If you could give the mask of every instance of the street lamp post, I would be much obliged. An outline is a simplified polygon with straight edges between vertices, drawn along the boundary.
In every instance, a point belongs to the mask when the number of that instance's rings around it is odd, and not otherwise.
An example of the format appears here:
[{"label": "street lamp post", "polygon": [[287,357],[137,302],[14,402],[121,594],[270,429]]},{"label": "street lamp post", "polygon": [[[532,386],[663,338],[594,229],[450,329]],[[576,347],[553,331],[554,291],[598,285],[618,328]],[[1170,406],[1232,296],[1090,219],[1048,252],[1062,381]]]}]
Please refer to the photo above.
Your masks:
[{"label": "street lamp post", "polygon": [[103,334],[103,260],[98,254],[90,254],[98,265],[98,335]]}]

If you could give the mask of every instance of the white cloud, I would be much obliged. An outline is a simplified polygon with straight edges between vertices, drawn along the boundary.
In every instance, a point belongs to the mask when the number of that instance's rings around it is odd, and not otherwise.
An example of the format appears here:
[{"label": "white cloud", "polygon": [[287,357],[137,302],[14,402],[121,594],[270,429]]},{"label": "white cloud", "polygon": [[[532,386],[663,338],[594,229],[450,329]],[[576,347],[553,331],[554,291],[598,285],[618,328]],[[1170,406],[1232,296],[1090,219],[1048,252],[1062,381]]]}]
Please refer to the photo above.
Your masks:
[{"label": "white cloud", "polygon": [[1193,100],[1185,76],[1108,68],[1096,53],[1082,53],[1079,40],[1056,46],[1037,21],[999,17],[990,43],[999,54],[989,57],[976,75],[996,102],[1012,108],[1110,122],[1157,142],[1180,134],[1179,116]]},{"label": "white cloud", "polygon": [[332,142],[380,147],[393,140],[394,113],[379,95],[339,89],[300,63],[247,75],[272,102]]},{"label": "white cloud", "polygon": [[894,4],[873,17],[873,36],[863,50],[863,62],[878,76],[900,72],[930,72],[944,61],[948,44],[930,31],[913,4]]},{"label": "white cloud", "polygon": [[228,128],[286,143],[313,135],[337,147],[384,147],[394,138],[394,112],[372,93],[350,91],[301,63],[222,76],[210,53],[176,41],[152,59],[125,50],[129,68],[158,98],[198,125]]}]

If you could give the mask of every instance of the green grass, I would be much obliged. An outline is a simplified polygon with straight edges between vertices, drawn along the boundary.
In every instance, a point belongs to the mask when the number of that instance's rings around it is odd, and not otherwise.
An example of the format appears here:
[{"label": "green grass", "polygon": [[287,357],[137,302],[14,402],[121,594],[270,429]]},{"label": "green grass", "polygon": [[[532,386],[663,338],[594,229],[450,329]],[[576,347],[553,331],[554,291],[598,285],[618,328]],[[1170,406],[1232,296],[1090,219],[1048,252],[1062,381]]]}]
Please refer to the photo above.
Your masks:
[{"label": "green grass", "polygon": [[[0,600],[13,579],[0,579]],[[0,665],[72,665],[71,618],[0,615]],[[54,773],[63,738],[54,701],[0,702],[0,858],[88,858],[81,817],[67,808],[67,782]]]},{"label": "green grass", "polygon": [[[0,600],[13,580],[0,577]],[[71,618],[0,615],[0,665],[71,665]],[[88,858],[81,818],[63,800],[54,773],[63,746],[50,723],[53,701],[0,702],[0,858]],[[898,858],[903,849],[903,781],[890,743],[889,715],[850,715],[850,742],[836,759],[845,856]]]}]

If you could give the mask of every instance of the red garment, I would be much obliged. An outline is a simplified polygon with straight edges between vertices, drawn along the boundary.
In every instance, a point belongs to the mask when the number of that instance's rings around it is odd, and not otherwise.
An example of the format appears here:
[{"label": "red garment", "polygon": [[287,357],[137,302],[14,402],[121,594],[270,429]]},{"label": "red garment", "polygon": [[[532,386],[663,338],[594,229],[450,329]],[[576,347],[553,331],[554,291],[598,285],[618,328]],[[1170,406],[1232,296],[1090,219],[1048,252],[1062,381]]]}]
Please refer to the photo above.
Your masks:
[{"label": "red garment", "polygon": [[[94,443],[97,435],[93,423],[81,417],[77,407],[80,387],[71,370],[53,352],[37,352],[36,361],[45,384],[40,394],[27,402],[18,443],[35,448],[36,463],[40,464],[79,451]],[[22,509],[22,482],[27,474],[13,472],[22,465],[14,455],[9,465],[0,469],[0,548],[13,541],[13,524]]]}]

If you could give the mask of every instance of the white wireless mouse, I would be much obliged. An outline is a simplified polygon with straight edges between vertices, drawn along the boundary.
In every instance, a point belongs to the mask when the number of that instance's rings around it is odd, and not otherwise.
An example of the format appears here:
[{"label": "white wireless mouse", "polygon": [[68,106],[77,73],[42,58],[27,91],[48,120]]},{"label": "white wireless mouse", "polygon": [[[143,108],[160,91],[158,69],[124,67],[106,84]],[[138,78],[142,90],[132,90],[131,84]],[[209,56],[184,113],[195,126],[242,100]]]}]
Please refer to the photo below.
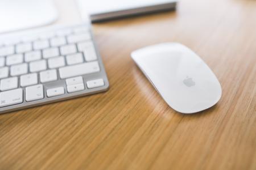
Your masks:
[{"label": "white wireless mouse", "polygon": [[214,73],[193,52],[178,43],[138,49],[131,57],[166,103],[183,113],[215,105],[221,87]]}]

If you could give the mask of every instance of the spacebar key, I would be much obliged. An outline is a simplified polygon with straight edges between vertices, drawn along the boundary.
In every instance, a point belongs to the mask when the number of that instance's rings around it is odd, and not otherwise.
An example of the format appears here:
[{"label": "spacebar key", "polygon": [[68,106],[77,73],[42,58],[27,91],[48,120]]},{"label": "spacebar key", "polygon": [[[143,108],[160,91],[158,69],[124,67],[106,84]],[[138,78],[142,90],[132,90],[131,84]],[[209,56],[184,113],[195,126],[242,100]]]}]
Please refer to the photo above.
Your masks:
[{"label": "spacebar key", "polygon": [[4,91],[0,93],[0,108],[21,103],[23,101],[22,88]]},{"label": "spacebar key", "polygon": [[65,79],[77,75],[100,71],[98,61],[86,62],[79,65],[60,68],[60,77]]}]

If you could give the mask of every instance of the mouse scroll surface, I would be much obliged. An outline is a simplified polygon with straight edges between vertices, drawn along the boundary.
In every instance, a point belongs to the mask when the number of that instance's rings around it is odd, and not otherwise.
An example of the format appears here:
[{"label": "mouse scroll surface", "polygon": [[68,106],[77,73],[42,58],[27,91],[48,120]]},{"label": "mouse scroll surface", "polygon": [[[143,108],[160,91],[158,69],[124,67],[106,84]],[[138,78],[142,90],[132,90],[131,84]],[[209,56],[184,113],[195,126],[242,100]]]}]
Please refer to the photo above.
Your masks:
[{"label": "mouse scroll surface", "polygon": [[183,113],[211,107],[221,96],[215,75],[195,53],[177,43],[137,50],[131,57],[167,104]]}]

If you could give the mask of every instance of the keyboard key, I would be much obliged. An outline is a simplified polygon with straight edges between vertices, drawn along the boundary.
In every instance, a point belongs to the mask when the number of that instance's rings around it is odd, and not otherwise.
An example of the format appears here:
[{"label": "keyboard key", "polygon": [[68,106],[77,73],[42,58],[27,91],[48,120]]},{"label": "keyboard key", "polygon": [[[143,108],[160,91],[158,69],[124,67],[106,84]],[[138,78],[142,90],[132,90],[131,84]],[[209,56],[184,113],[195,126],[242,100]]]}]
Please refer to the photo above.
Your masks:
[{"label": "keyboard key", "polygon": [[91,41],[79,42],[77,44],[77,48],[79,52],[83,52],[84,50],[86,50],[88,48],[90,48],[91,46],[94,46],[93,42]]},{"label": "keyboard key", "polygon": [[23,62],[23,55],[21,54],[9,56],[6,57],[6,65],[7,66],[20,63]]},{"label": "keyboard key", "polygon": [[43,57],[44,58],[57,57],[59,54],[58,48],[51,48],[43,50]]},{"label": "keyboard key", "polygon": [[26,36],[25,37],[23,37],[22,38],[22,41],[24,42],[29,42],[34,41],[38,39],[38,37],[36,35],[32,35],[32,36]]},{"label": "keyboard key", "polygon": [[93,88],[104,86],[104,80],[102,79],[88,81],[86,82],[87,87],[88,88]]},{"label": "keyboard key", "polygon": [[70,35],[72,33],[72,31],[71,29],[66,28],[63,29],[60,29],[57,31],[57,36],[64,36],[68,35]]},{"label": "keyboard key", "polygon": [[9,74],[9,69],[7,67],[0,68],[0,79],[6,78]]},{"label": "keyboard key", "polygon": [[68,92],[69,93],[72,93],[74,92],[81,91],[84,90],[84,83],[82,84],[78,84],[75,85],[72,85],[72,86],[67,86],[67,90],[68,91]]},{"label": "keyboard key", "polygon": [[59,87],[53,88],[48,89],[46,91],[47,97],[51,97],[64,94],[64,89],[63,87]]},{"label": "keyboard key", "polygon": [[0,107],[22,103],[23,93],[22,88],[0,92]]},{"label": "keyboard key", "polygon": [[67,45],[60,47],[60,53],[63,56],[75,53],[76,52],[76,46],[73,44]]},{"label": "keyboard key", "polygon": [[60,68],[59,70],[60,77],[61,79],[99,72],[100,71],[100,66],[97,61],[64,67]]},{"label": "keyboard key", "polygon": [[57,80],[57,71],[55,69],[49,70],[40,73],[40,80],[41,83],[46,83]]},{"label": "keyboard key", "polygon": [[84,56],[85,61],[87,62],[97,60],[96,52],[94,48],[92,46],[87,48],[84,50]]},{"label": "keyboard key", "polygon": [[49,48],[49,41],[47,40],[38,40],[34,42],[34,49],[43,49],[44,48]]},{"label": "keyboard key", "polygon": [[6,56],[14,54],[14,46],[10,45],[0,48],[0,56]]},{"label": "keyboard key", "polygon": [[44,90],[42,84],[38,84],[26,88],[26,100],[31,101],[44,98]]},{"label": "keyboard key", "polygon": [[69,35],[67,37],[68,43],[76,43],[81,41],[90,40],[91,39],[90,33],[83,33]]},{"label": "keyboard key", "polygon": [[31,73],[20,76],[20,86],[25,87],[38,84],[38,74]]},{"label": "keyboard key", "polygon": [[83,83],[84,81],[81,76],[66,79],[66,84],[67,86]]},{"label": "keyboard key", "polygon": [[65,66],[65,59],[63,56],[54,57],[48,60],[48,65],[50,69],[55,69]]},{"label": "keyboard key", "polygon": [[75,28],[73,29],[73,32],[75,33],[89,33],[89,30],[88,27],[79,27],[77,28]]},{"label": "keyboard key", "polygon": [[32,50],[32,44],[31,42],[18,44],[16,46],[16,52],[22,53]]},{"label": "keyboard key", "polygon": [[64,37],[54,37],[50,40],[52,46],[59,46],[66,44],[66,39]]},{"label": "keyboard key", "polygon": [[15,45],[16,44],[20,42],[20,40],[19,39],[14,38],[12,39],[10,38],[10,39],[8,39],[7,40],[5,40],[4,44],[5,45]]},{"label": "keyboard key", "polygon": [[30,72],[37,72],[46,70],[46,61],[45,60],[38,60],[30,63]]},{"label": "keyboard key", "polygon": [[0,90],[6,91],[18,88],[18,77],[11,77],[1,79],[0,82]]},{"label": "keyboard key", "polygon": [[11,67],[11,76],[20,75],[27,73],[27,63],[14,65]]},{"label": "keyboard key", "polygon": [[54,32],[48,32],[47,33],[41,33],[39,35],[39,37],[41,39],[48,39],[52,38],[55,36],[55,33]]},{"label": "keyboard key", "polygon": [[67,63],[69,65],[81,63],[84,61],[82,60],[82,53],[77,53],[66,56]]},{"label": "keyboard key", "polygon": [[40,60],[42,58],[40,51],[34,51],[25,53],[25,61],[30,62]]},{"label": "keyboard key", "polygon": [[0,67],[5,66],[5,57],[0,57]]}]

**WHAT YOU NEED TO DO:**
Show every line of the records that contains the string "lamp".

**WRITTEN RESPONSE:**
If you could give the mask of every instance of the street lamp post, I would be much obliged. An outline is a simplified polygon with straight edges between vertices, drawn along the boundary.
[{"label": "street lamp post", "polygon": [[287,357],[137,302],[14,402],[121,594],[270,429]]},{"label": "street lamp post", "polygon": [[[532,386],[663,338],[594,229],[450,329]],[[576,347],[553,331],[554,291],[598,285],[618,328]],[[1170,406],[1232,296],[1090,219],[1048,252],[1062,381]]]}]
[{"label": "street lamp post", "polygon": [[103,334],[103,260],[98,254],[90,254],[98,265],[98,335]]}]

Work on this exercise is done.